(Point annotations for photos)
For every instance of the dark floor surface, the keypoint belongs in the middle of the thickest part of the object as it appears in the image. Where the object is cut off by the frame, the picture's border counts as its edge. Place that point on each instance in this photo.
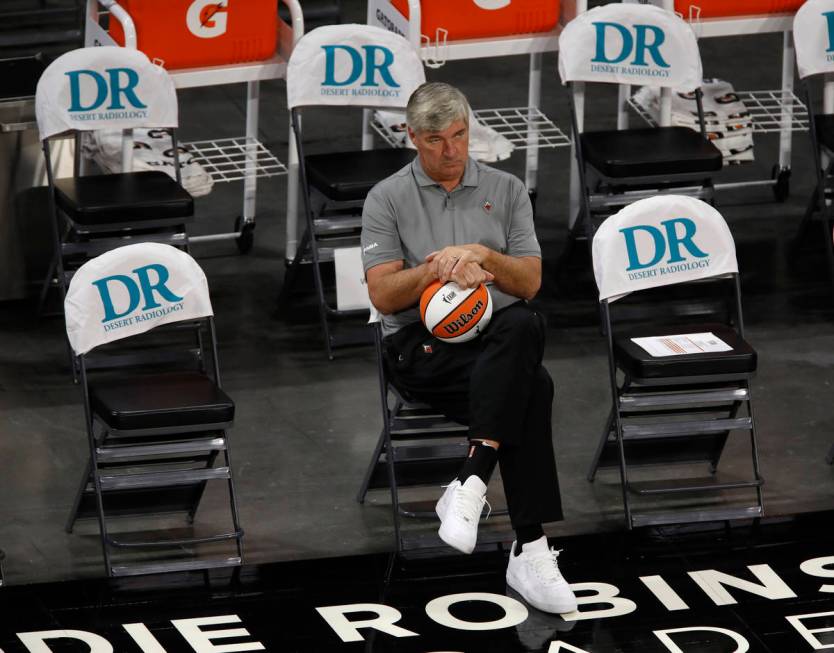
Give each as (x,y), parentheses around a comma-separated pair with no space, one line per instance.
(305,427)
(762,588)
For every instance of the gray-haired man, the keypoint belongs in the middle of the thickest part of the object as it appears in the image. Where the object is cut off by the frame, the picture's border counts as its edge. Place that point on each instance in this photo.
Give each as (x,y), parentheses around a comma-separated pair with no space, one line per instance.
(446,216)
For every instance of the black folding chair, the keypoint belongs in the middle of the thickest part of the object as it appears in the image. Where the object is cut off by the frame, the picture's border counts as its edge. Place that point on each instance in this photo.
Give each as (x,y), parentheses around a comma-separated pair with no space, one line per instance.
(108,88)
(812,38)
(341,66)
(157,424)
(681,402)
(625,44)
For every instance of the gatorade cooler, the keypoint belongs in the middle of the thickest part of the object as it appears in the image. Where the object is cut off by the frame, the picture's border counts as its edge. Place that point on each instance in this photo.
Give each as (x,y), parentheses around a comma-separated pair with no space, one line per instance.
(718,8)
(196,33)
(471,19)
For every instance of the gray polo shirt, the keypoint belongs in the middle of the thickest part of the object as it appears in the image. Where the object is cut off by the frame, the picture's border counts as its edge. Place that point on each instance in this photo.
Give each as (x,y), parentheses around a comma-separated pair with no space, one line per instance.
(409,215)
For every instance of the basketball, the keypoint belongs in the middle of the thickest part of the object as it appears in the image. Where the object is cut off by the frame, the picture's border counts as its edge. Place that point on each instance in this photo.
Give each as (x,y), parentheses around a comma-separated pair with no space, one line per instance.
(455,314)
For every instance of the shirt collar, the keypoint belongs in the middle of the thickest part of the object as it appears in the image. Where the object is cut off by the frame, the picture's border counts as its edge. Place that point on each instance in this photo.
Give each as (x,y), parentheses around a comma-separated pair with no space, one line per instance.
(470,174)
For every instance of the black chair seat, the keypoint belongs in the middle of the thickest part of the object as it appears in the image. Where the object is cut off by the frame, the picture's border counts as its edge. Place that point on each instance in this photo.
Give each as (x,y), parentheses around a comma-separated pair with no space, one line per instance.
(649,151)
(160,400)
(637,362)
(344,176)
(99,200)
(825,129)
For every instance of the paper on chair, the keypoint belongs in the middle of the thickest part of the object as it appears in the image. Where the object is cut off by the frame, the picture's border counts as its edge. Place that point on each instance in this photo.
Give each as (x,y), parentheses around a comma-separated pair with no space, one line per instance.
(678,345)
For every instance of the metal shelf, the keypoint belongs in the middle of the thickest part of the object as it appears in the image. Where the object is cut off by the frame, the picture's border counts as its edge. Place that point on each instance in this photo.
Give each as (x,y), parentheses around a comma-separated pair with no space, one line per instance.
(770,111)
(500,46)
(520,123)
(516,124)
(235,159)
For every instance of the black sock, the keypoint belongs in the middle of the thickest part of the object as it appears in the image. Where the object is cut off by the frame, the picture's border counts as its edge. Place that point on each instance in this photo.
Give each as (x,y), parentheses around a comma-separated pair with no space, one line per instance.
(480,463)
(526,534)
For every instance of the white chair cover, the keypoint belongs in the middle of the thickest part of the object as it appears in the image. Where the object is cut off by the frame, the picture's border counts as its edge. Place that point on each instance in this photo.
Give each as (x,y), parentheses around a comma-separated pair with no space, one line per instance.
(130,290)
(634,44)
(104,88)
(813,33)
(353,65)
(661,241)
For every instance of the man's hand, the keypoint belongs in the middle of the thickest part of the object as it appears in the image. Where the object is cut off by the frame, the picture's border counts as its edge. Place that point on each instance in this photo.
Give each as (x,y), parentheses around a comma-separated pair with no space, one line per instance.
(459,264)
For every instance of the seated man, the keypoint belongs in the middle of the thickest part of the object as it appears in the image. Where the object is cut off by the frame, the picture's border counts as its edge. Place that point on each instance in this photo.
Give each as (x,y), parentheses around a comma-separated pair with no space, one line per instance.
(447,217)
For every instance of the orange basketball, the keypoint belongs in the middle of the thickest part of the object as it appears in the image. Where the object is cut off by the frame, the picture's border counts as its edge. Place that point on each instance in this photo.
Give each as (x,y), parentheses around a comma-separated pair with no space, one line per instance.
(455,314)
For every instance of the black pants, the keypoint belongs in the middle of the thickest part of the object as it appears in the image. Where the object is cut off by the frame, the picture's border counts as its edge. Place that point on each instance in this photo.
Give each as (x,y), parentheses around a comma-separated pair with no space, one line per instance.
(497,386)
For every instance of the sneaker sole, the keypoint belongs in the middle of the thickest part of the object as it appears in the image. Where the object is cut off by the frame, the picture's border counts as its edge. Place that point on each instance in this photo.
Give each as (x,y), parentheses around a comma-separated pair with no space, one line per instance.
(455,542)
(552,609)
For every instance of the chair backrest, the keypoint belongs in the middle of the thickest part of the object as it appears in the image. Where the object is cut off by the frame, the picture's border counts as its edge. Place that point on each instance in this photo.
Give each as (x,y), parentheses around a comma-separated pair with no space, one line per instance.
(661,241)
(104,88)
(813,30)
(353,65)
(131,290)
(630,44)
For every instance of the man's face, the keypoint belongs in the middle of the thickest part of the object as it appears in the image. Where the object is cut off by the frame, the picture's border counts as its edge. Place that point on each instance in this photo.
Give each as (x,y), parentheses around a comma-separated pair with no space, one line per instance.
(443,154)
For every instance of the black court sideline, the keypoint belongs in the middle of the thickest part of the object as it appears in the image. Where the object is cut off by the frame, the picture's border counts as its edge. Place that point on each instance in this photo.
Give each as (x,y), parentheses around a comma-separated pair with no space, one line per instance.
(759,587)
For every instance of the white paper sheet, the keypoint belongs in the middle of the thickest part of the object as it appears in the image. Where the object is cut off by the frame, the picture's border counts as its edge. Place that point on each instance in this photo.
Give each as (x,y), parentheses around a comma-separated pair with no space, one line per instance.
(678,345)
(351,290)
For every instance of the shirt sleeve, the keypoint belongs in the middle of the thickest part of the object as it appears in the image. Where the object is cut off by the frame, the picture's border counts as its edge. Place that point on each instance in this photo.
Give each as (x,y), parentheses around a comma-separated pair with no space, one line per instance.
(521,238)
(380,237)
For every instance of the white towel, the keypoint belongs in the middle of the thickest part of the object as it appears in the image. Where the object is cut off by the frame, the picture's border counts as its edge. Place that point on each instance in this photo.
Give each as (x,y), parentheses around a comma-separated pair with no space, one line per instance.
(151,151)
(727,121)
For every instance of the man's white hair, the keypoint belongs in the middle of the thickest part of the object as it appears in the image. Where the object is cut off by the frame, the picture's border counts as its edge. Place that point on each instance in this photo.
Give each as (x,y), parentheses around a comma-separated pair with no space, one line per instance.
(434,106)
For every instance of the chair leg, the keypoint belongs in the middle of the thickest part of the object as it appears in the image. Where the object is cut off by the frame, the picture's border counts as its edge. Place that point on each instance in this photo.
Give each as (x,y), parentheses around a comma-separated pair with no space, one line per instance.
(606,434)
(292,270)
(363,489)
(79,495)
(805,225)
(233,500)
(192,512)
(623,464)
(323,309)
(828,243)
(46,285)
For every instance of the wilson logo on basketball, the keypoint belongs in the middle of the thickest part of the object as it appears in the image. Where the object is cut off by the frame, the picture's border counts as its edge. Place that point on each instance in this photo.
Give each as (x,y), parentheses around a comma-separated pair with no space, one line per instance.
(463,319)
(455,314)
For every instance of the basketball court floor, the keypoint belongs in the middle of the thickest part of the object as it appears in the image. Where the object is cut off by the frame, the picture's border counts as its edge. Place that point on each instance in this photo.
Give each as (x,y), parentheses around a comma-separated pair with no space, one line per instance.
(763,588)
(317,562)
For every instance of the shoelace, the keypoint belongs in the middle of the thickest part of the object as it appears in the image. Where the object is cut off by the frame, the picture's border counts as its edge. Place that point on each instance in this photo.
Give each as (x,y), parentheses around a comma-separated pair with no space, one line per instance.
(469,509)
(545,566)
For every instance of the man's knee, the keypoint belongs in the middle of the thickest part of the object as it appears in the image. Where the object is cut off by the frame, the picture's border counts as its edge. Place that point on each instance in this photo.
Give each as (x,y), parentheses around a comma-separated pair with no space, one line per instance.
(544,388)
(521,322)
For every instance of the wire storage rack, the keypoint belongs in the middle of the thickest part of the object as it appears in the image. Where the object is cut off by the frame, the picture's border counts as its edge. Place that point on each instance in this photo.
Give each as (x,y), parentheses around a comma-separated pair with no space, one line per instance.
(235,159)
(242,158)
(524,127)
(527,128)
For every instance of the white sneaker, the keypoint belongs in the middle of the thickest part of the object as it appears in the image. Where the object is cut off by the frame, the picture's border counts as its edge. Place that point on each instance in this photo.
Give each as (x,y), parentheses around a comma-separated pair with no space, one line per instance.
(535,575)
(459,510)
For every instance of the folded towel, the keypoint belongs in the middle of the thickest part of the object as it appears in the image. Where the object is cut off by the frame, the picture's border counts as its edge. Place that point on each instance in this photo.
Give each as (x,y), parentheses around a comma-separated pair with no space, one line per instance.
(151,151)
(727,121)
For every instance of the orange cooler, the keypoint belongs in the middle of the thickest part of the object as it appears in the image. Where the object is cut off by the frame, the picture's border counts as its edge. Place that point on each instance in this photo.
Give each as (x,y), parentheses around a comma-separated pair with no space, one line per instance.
(464,19)
(195,33)
(718,8)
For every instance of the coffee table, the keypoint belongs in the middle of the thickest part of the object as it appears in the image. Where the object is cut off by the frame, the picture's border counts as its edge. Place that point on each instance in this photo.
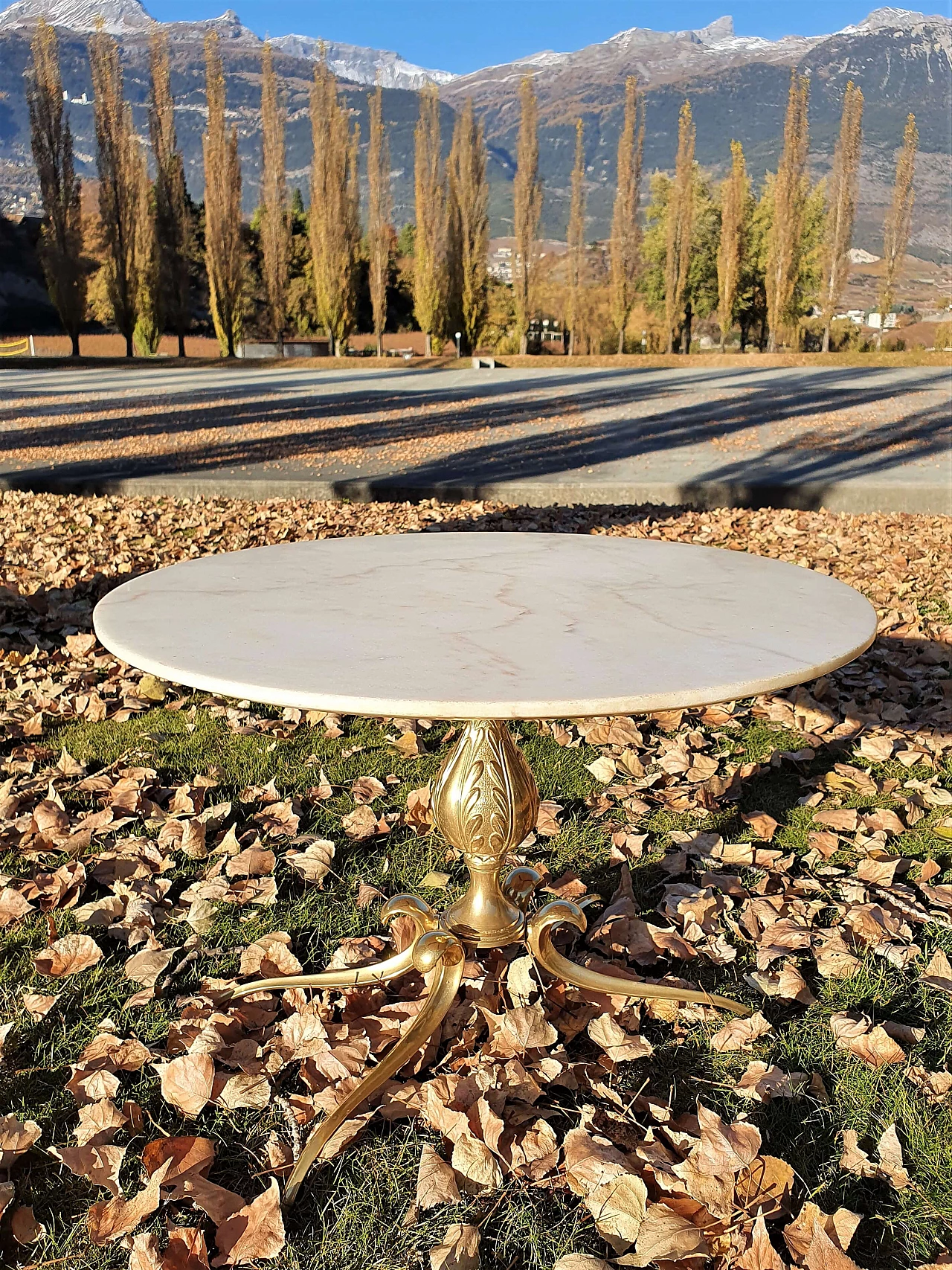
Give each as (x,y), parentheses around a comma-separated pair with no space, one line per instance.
(483,628)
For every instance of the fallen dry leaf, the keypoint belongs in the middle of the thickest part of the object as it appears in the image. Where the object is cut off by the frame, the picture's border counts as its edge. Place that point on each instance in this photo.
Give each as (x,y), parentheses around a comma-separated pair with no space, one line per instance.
(939,973)
(666,1236)
(147,966)
(460,1248)
(257,1231)
(186,1250)
(934,1085)
(823,1254)
(69,955)
(112,1219)
(144,1251)
(99,1165)
(16,1138)
(39,1005)
(436,1181)
(25,1227)
(187,1083)
(761,1255)
(740,1033)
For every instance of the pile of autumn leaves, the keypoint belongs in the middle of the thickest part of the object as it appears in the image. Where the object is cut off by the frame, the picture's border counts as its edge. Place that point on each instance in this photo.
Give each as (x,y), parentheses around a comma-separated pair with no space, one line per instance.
(659,1187)
(108,846)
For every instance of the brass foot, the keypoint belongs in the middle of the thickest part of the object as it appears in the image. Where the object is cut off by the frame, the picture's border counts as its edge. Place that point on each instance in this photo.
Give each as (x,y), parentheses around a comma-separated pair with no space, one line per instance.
(559,912)
(400,905)
(437,952)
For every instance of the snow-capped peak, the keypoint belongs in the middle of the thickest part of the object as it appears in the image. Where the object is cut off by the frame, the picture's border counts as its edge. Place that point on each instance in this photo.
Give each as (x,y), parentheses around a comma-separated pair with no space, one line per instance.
(120,17)
(362,65)
(900,19)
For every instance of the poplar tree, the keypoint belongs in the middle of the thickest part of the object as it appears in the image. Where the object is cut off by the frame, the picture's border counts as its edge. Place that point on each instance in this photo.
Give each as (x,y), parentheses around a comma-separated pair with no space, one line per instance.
(174,225)
(61,237)
(432,219)
(576,237)
(790,195)
(334,217)
(276,226)
(118,167)
(730,249)
(840,208)
(899,219)
(224,251)
(678,226)
(527,210)
(147,332)
(380,206)
(626,234)
(469,196)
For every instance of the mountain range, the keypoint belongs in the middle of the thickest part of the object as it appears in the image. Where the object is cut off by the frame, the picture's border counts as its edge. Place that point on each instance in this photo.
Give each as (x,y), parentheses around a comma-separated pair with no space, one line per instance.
(736,84)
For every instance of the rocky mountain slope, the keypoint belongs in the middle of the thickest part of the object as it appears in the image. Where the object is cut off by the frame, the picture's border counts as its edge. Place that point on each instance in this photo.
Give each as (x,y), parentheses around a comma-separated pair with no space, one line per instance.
(738,86)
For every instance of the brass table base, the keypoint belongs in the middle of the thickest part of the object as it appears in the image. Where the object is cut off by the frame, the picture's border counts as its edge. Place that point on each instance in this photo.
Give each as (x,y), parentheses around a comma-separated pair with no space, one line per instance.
(485,803)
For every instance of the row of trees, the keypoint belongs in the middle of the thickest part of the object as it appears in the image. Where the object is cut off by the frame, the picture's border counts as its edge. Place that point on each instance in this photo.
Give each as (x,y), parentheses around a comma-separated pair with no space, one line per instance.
(756,262)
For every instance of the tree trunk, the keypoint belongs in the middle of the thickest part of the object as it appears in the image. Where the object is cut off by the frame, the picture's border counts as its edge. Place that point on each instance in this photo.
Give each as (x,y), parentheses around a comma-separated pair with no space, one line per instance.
(686,330)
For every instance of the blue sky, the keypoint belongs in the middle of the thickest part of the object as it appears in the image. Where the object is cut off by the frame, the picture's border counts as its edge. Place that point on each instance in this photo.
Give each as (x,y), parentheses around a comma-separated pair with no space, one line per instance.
(465,34)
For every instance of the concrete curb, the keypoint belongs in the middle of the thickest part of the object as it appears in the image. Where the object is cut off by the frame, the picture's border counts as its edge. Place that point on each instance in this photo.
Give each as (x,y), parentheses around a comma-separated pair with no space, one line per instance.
(930,498)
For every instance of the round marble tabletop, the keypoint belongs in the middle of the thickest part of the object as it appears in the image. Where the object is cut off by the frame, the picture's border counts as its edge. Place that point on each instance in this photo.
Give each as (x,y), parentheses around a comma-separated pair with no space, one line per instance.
(485,625)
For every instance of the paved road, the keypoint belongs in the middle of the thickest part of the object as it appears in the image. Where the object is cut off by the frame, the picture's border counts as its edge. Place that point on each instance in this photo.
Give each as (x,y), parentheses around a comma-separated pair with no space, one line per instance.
(847,438)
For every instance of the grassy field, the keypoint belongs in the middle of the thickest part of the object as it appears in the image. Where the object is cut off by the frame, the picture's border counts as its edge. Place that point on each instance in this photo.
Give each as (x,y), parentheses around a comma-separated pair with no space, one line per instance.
(358,1210)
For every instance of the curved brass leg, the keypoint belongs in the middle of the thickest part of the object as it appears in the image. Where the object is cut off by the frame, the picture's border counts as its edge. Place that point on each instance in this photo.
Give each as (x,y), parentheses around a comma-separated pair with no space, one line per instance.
(538,936)
(519,885)
(436,950)
(400,905)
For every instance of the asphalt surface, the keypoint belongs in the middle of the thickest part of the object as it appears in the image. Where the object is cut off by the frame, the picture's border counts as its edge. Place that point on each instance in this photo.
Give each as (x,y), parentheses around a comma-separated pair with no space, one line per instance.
(844,438)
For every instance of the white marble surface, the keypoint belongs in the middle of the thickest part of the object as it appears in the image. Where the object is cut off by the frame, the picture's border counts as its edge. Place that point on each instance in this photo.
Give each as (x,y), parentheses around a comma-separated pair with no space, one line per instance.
(485,625)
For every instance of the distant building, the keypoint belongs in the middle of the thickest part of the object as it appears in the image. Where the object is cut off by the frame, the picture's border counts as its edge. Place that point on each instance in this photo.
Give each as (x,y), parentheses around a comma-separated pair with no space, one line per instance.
(501,255)
(545,336)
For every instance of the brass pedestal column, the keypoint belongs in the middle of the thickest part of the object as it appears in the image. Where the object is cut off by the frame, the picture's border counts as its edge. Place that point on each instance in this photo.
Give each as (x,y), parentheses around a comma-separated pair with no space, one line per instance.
(484,803)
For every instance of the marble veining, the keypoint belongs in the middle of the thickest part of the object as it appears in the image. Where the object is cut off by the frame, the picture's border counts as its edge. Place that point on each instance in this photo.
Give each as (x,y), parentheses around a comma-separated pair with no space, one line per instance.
(486,625)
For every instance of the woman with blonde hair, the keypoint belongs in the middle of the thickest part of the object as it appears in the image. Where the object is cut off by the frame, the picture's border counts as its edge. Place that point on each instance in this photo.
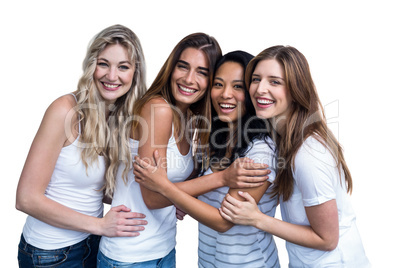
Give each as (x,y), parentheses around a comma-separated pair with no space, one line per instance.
(313,181)
(60,187)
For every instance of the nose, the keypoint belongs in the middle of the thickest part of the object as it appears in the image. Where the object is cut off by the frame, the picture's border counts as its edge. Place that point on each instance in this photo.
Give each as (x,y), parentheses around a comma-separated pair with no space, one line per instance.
(190,77)
(227,92)
(112,74)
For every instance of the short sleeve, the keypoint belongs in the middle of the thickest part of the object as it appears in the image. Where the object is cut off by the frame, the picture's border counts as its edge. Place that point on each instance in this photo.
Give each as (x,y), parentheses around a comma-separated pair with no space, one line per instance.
(315,173)
(263,151)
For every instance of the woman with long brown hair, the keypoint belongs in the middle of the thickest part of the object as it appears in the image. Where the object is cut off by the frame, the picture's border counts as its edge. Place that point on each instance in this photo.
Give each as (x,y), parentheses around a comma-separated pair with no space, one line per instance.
(313,180)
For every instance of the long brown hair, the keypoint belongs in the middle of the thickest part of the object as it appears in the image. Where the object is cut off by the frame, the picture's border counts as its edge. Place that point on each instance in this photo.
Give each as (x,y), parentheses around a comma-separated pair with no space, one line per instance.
(161,87)
(306,117)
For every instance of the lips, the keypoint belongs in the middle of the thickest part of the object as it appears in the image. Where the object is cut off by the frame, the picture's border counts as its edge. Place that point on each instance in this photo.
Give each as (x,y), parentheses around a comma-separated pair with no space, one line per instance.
(186,90)
(264,102)
(227,107)
(110,87)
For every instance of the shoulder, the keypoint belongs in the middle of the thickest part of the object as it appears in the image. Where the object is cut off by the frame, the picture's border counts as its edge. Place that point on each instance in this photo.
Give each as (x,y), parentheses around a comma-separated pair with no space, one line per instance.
(314,160)
(60,109)
(62,106)
(58,119)
(313,151)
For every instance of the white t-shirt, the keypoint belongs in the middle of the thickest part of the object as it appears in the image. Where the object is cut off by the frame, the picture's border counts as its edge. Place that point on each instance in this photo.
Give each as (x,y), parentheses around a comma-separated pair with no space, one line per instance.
(316,181)
(159,236)
(241,246)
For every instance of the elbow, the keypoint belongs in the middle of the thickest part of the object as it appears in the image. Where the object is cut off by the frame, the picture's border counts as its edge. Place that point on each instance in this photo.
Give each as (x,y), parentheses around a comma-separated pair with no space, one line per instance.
(22,203)
(151,203)
(331,244)
(223,226)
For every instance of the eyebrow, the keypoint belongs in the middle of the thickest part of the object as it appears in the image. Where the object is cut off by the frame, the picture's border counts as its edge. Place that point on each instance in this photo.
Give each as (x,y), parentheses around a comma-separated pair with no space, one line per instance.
(199,67)
(270,76)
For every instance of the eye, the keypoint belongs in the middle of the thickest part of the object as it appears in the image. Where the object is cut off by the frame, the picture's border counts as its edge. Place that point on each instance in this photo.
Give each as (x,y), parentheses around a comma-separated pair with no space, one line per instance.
(203,73)
(238,86)
(182,66)
(255,80)
(102,64)
(124,67)
(218,84)
(275,82)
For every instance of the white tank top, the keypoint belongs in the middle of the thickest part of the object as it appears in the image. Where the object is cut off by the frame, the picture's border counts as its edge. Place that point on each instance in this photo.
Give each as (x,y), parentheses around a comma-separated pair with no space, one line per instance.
(159,236)
(72,186)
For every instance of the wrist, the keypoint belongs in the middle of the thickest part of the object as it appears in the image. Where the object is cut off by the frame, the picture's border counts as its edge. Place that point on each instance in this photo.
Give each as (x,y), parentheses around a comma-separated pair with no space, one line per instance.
(258,220)
(96,226)
(223,180)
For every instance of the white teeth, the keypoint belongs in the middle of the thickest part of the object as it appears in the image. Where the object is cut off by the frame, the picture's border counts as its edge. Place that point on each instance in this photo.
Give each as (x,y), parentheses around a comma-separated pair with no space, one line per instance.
(110,86)
(264,101)
(227,106)
(188,90)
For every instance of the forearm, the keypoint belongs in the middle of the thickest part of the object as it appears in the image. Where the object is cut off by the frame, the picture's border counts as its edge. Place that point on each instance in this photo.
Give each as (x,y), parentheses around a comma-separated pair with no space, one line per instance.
(202,185)
(297,234)
(55,214)
(194,187)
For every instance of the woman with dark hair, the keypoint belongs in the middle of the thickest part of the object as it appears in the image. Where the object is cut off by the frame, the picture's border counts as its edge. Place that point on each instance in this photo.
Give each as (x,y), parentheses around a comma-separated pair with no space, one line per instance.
(236,132)
(313,182)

EXERCISE -
Copy out the lines from the line containing "For every instance of the white tank" to the end of the listing above, without alteration.

EXPECTED OUTPUT -
For every instance of the white tank top, the keypoint belongs in the middle of the thickest part of the object as it appears in the image. Where the object is cut off by the frame, the picture's border counts as its edge. Place that point on each instance in this photo.
Give each as (x,y), parentheses around a comma-separated pair with no space, one line per instance.
(159,236)
(72,186)
For every instance of the wrist, the keypoint belongs in the middle of the thickest part of the object as it appears in the image. Where the object is cut off by the frame, the picture's border counts as its edge. Place that point on each instance in this photo.
Give each as (x,y), parentheses around a comma-separated pair with no space, one line per instance.
(258,220)
(96,226)
(223,180)
For every instance of the white teeth, the keypoint belongs in the middle of the thickest part of the object as it appears in the image. Where the object is cut off by the frame, the picture's border counts as its edge. Place that point on each instance in this photo.
Give each as (x,y), parentheses around a comma-separated pair with no space, one line per instance.
(110,86)
(264,101)
(227,106)
(188,90)
For every instance of the forearm, the keypoint belongs in the middle of the thickest part of the object as it appears in the image. Where the object is cut off by the frame, the picture's border counts as its edge. Place that point on each instance in this photo.
Give each as (x,y), parentheses around a comma-separated pair with no space, one line per instance.
(202,185)
(297,234)
(55,214)
(194,187)
For every instance of the woman with dark hair, the keypoint belongs in the middle of the thickest part of the object as it appears in the image. Where the object is cut off by the frame, the picture's border counts as its edge. Place that point on each instance in this photo.
Give each as (x,y), parentheses around a comma-separated pair with no space, one line per instance.
(236,132)
(313,182)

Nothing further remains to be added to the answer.